**Tarefas a realizar**:
1. Segundo o excerto, de que forma o sujeito poético diz que morrerá esta noite?
2. Reproduza fielmente o trecho do excerto que vai de "Além de prosador" a "texto, como sempre!".

**Excerto**:
* * * * *
Sunday, June 21, 2009

um sussurro e nada mais...

(The Death of Chatterton, Henry Wallis, 1856)

Eu pensava que um só gesto meu abria o Universo/Viajava mais do que o pensamento, como nuvens ou navios/Transportava-me além do Oceano/Em secretas viagens ia por onde as estradas me guiassem, as ruas desertas me acenassem, as buganvílias me sorrissem/Tinha no olhar a certeza do coração/Na voz o grito de libertação/Pensava-me eterno/Dos sentidos fazia um império de lantejoulas/À beira de um cais as noites duravam meses/De manhã despedia-me das estrelas e cumprimentava os ventos/Sentia a brisa lenta a roçar e estremecia a ouvir pássaros a cantar/Cumprimentava grandes luas/Abraçava a magoada monotonia do entardecer/Devorava enlouquecido frutos novos/Inventava países e desertos/Lia velhas histórias de marinheiros que desapareciam entre lençóis de algas/Erguia à beira mar a minha tenda/Fazia a vénia ao pôr do sol/Rompia a arquitectura da melancolia, com a bagagem dos sonhos do futuro/O mal, de todos o pior, foi confiar, fantasiando que esperar era a azul solução/Rindo e chorando/Pensando no amor confuso e na ausência/A pele e a alma gastas de tanto congeminar/Afinal, longos dias perdidos/Antes tivesse sido naufrago de grande tempestade/Incógnito cuspido à praia à luz do dia/ E não espectador exausto dos bailados da paixão e da solidão imensa/O silêncio, enfim, a minha cicatriz, mas também a minha mais triste e bela canção/

/Esta noite morrerei sem lágrimas como uma árvore nua/Quando a lua vier acariciar-me o rosto/E será tão apenas mais um sussurro que ecoará na noite da minha rua…
Luís Galego

15 comments:

Anonymous said...

Quando estou cansada e com sono (às vezes já pela madrugada dentro), agarrada a esta psicologia que me está a deixar à beira da psiquiatria, venho a este "lugar" beber um pouco da cultura que aqui se respira e, buscar mais um bocadinho de força para continuar.

Um beijo,Fátinha

cirandeira said...

A eternidade pertence aos bons poetas e escritores, que, queiramos ou não, estão fadados a preencher o vazio de nós, pobres mortais! Nada terá sido em vão, mesmo quando a pele e a alma estiverem gastas, porque tua poesia
permanecerá soberana e eterna para os que aqui permanecerem e mesmo para os que ainda virão...!

João Roque said...

Além de prosador e excelente contador de histórias, surpreendes-nos com este belíssimo poema...
Abraço.

AnaLee said...

O fim da ilusão, é disso que aqui se trata não é?
Muito rico o texto, como sempre!

Mel de Carvalho said...

...ou talvez não, quem sabe?

Hoje, Luís, neste teu registo, fizeste-me questionar se estava a ler poesia ou prosa ou ambos ...
* * * * *
**Linhas de dados**:
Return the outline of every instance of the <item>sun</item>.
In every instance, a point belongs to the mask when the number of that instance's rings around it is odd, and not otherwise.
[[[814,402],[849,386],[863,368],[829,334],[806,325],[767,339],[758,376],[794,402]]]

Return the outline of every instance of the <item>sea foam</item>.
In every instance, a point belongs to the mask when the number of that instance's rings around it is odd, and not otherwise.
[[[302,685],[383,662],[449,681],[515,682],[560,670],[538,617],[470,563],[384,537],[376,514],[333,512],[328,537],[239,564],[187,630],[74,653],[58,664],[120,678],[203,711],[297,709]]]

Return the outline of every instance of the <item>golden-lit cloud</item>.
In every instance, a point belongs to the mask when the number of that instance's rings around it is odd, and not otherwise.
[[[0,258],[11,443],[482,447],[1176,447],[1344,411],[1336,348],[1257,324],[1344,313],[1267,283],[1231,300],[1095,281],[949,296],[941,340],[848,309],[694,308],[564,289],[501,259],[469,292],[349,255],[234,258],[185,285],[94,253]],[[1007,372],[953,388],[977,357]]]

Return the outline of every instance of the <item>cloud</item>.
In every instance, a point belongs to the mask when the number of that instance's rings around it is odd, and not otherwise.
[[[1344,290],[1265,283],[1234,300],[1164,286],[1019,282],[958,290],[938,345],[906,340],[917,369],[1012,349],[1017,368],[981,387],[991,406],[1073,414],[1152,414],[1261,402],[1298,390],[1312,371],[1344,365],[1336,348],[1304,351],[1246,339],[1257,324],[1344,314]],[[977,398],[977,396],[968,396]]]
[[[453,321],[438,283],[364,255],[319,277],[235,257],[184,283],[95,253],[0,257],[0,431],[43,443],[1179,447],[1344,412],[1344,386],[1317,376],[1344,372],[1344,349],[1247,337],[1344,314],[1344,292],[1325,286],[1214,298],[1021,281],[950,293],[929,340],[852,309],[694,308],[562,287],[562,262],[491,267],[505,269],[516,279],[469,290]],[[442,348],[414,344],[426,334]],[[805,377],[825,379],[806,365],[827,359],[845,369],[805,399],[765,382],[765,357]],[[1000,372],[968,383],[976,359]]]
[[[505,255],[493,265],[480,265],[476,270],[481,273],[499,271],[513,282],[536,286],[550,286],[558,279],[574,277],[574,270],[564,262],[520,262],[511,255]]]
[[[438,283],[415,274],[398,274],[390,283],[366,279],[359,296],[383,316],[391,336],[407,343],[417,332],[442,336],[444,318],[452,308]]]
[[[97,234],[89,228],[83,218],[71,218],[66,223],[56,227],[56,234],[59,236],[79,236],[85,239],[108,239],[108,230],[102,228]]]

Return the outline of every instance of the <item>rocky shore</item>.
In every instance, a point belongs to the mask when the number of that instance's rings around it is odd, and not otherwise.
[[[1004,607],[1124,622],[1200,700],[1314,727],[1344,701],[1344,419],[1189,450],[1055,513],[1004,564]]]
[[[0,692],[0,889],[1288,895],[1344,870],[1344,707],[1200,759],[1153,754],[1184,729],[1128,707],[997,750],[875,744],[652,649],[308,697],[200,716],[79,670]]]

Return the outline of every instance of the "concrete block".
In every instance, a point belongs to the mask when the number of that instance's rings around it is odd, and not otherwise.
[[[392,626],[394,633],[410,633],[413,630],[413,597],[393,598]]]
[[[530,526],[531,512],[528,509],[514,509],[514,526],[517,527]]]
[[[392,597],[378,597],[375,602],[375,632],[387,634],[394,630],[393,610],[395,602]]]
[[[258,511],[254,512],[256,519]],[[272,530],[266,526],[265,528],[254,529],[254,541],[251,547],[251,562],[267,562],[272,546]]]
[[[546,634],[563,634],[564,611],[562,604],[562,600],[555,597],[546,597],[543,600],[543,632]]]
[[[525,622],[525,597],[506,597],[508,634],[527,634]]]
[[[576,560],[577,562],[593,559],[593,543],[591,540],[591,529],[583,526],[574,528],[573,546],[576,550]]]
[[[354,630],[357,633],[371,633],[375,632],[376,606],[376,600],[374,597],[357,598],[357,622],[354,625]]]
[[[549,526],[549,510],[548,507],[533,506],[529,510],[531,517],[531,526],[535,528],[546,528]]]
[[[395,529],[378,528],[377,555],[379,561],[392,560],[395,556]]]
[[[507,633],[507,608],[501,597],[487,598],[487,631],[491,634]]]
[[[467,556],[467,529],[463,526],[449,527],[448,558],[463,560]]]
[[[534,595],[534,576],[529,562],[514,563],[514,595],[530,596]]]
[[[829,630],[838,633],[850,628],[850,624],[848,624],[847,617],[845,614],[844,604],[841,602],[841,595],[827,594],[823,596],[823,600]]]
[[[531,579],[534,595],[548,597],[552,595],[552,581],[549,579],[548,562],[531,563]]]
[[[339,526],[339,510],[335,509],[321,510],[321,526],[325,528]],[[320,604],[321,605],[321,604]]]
* * * * *
**As soluções**:
1. Sem lágrimas, como uma árvore nua.

2.
Além de prosador e excelente contador de histórias, surpreendes-nos com este belíssimo poema...
Abraço.

AnaLee said...

O fim da ilusão, é disso que aqui se trata não é?
Muito rico o texto, como sempre!